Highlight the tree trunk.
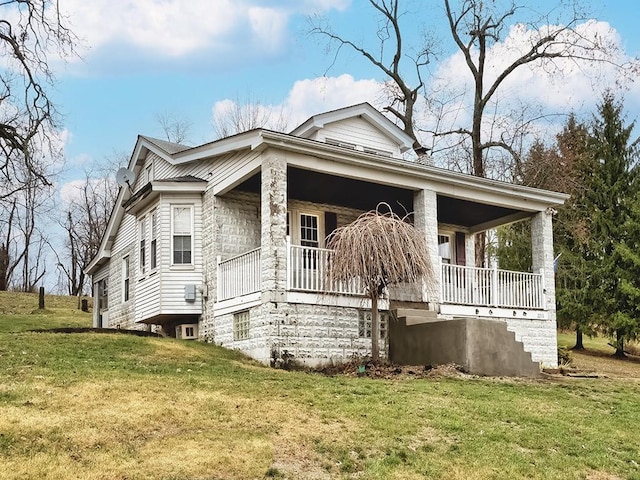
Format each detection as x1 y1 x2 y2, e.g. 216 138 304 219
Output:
613 329 626 358
572 327 584 350
371 295 380 363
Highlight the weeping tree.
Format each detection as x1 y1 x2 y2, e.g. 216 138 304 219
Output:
328 205 435 361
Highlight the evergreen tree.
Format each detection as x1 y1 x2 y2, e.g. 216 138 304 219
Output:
576 92 640 356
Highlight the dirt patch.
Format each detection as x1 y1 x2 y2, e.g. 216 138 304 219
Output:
316 361 469 380
29 327 162 337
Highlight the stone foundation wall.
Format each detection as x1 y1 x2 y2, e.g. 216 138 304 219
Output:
504 318 558 367
215 303 386 366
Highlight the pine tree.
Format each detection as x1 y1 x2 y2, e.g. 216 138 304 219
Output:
576 92 640 356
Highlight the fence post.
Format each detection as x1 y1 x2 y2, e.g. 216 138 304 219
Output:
539 268 547 310
286 235 291 291
490 264 498 307
38 287 44 310
216 255 224 302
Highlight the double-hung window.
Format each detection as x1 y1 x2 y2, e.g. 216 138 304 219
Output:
122 255 131 302
149 210 158 270
140 217 147 275
171 205 193 265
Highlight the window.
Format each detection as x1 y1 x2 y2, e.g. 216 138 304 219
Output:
358 310 389 339
140 217 147 275
233 310 249 341
144 163 153 183
300 213 320 248
149 210 158 270
438 235 453 263
98 278 109 310
172 207 193 265
122 255 129 302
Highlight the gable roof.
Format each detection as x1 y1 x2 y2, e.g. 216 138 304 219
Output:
140 135 191 155
290 102 413 153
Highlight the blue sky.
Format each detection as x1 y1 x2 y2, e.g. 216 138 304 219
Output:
54 0 640 185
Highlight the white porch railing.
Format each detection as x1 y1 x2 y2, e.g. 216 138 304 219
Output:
217 243 545 309
287 245 364 295
218 248 260 301
441 264 544 309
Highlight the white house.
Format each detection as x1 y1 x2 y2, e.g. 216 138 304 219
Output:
87 104 566 374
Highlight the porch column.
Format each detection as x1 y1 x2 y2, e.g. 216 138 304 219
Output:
260 156 287 302
413 190 442 304
531 212 556 321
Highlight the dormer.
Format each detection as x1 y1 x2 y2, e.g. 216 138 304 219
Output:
291 103 413 158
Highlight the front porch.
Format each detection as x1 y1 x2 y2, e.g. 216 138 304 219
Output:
215 239 546 319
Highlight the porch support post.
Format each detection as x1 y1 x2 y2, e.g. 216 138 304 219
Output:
260 155 288 296
531 211 556 321
413 190 442 309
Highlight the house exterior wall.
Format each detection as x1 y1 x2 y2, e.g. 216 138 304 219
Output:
158 194 203 315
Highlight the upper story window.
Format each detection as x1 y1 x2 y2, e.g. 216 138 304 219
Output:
149 210 158 270
171 205 193 265
139 217 147 275
97 278 109 310
144 163 153 184
122 255 131 302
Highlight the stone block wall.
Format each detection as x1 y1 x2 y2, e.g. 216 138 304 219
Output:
504 318 558 367
215 302 386 366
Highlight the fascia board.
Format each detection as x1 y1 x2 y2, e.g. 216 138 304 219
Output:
171 130 264 165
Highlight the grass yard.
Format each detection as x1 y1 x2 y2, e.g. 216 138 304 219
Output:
0 294 640 480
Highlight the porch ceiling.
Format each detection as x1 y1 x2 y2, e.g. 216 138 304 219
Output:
237 167 529 231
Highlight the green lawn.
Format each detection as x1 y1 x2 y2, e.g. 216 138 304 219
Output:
0 295 640 480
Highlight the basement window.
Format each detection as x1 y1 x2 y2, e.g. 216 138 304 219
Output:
233 310 250 342
358 310 389 339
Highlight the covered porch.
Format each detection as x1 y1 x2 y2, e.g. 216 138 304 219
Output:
217 242 546 318
214 154 555 319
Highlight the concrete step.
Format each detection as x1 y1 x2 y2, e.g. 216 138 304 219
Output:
396 308 438 326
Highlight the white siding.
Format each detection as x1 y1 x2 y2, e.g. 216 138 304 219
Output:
317 118 400 158
159 194 203 314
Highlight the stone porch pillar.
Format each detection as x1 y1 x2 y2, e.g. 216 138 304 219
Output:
260 155 287 302
413 190 442 306
531 211 556 321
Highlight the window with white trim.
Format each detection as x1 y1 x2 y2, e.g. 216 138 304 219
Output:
171 205 193 265
438 233 454 263
138 217 147 275
233 310 250 342
97 278 109 310
149 210 158 271
358 310 389 339
122 255 131 302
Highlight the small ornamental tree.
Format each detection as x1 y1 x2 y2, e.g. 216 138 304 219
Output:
328 206 434 362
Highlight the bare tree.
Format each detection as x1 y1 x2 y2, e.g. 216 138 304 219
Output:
310 0 433 156
0 0 76 197
213 95 288 138
0 173 51 292
154 110 193 144
327 208 435 361
57 163 118 295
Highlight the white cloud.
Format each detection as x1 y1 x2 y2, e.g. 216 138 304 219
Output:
212 74 384 133
58 0 350 69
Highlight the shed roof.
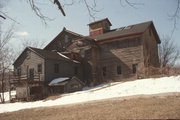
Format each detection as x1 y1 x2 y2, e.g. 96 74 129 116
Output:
88 18 112 26
49 77 69 86
91 21 160 43
13 47 78 65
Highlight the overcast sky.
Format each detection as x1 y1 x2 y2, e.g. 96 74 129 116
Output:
1 0 180 63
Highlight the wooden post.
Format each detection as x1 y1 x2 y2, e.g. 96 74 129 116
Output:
2 68 4 103
9 70 11 102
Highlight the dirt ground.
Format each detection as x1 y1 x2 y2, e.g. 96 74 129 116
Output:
0 93 180 120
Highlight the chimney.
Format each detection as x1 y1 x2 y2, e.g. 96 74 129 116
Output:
88 18 112 36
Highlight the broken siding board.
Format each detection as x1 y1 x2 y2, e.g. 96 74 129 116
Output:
99 38 143 80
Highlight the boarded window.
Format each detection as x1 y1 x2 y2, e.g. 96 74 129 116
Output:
54 64 59 73
17 67 21 76
149 29 151 36
132 64 137 74
117 65 122 75
37 64 42 73
74 66 78 75
102 67 107 77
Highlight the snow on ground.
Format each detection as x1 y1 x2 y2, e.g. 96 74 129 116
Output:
49 77 69 86
0 91 16 101
0 76 180 113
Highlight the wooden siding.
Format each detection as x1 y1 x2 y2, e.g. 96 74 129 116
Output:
14 49 45 81
45 60 83 83
45 32 80 52
65 78 83 92
143 27 159 67
98 37 143 81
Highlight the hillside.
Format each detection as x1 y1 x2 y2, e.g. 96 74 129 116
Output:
0 93 180 120
0 76 180 113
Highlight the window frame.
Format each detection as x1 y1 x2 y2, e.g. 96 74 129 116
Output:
54 63 59 74
132 64 138 74
37 63 42 73
102 66 107 77
116 65 122 75
74 66 78 75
══════════════════════════════
Task statement: Could you reproduce the records word for word, from the line with "Highlight the small ornamental tree." up to and including the line with "99 38 143 80", with the pictures left out?

Full response:
Highlight the small ornamental tree.
Format each detection as x1 y1 x2 y2, e.g. 216 138 304 219
Output:
328 206 434 362
Highlight the bare tree.
Format each detection as x1 y1 x2 y2, e.g. 216 138 304 219
Output:
310 0 433 156
0 0 76 197
213 95 288 138
0 173 51 292
154 110 193 144
327 208 435 361
57 163 118 295
Highlight the white cloud.
Format each detection as x1 y1 x2 y2, e.g. 216 138 304 219
Output:
212 74 384 133
58 0 350 69
Highlight the shed roof.
Format each detection as x1 y1 x2 y2, e.g. 96 74 129 116
Output:
88 18 112 26
49 77 69 86
91 21 160 43
13 47 78 65
Highlight the overcast sky.
Format each detection as x1 y1 x2 y2, e.g. 96 74 129 116
Output:
1 0 180 63
Highlight the wooden post.
Format each detection as x1 y1 x2 y2, e.g. 96 74 129 116
Output:
2 68 4 103
9 70 11 102
Highlight the dirt ground.
Format each detection as x1 y1 x2 y2, e.g. 96 74 129 116
Output:
0 93 180 120
Highlight the chimney.
Format each detection as x1 y1 x2 y2, e.g. 96 74 129 116
Output:
88 18 112 36
Highlight the broken siding board.
Format each detection as x1 y1 x2 y2, e.g. 96 74 129 116
Output:
99 38 143 80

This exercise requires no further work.